### Document text

* begin *

I chose to live – in spite of my differences, in spite of my family, my community, and my society telling me that who I am may be wrong.

When I was 20 – my aunt married her partner of seven years. My aunt is a lesbian, and she wed. My extended family was furious. They conducted a witch hunt to out all the gays and lesbians. And it was during this time that my cousin decided to tell her parents about me – the only one who was remotely comfortable with his or her identity. In her words, she thought that by disclosing my sexuality to her parents, my family would come to better understand, accept, and love the other potentially queer people in our family. She martyred me when I was only beginning to come to terms with my identity.

I found out about this when my aunt called me at work and said, “Kham, your parents know about you.” My heart plummeted as soon as I heard her utter those words. I couldn’t continue the rest of my shift. I was so scared – all my fears suddenly came to fruition. I thought that I would lose my family. I thought that I would be disowned – alone with nowhere to go.

* end *

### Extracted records
* begin *

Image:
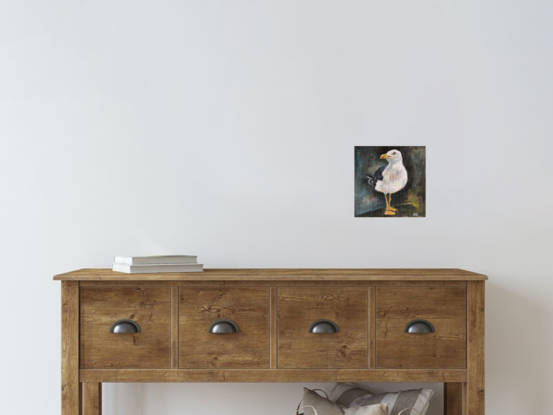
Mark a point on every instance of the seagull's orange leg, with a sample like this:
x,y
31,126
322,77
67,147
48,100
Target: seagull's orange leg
x,y
390,205
389,211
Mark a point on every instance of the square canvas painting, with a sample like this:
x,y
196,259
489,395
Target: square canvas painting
x,y
390,181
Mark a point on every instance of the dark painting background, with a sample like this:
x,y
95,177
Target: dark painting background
x,y
410,201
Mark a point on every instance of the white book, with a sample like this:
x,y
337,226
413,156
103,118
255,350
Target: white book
x,y
160,259
157,268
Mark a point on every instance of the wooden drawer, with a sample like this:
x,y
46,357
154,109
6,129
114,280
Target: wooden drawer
x,y
444,307
248,308
150,308
298,308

* end *

### Task details
Pick up the coming-out account right after its last sentence and continue it.

### The response
At the time,  I was working as an intern in the morning and as a community organizer during the afternoon and early evenings. For a week, I hid from parents. I lived out of my car and showered at my friend’s house when I could find the time. Eventually, my brother told me that my parents were leaving for a camping trip with my other aunts and uncles. As soon as I heard that they had left, I went home, packed everything I owned and left for my apartment at college.

When I came back home, my parents had returned. They stayed up all night to talk with me. The first thing my dad said to me was, “Kham, do you know what’s worse than murder? Being gay. At least when you kill someone, you serve your time. You can change. But gay? What do you do about that?” He said “Do you know how embarrassed we were when we found out one of our children is gay? We thought it was your brother. But to find out that it was you, our oldest, that was the most the most disappointing part.”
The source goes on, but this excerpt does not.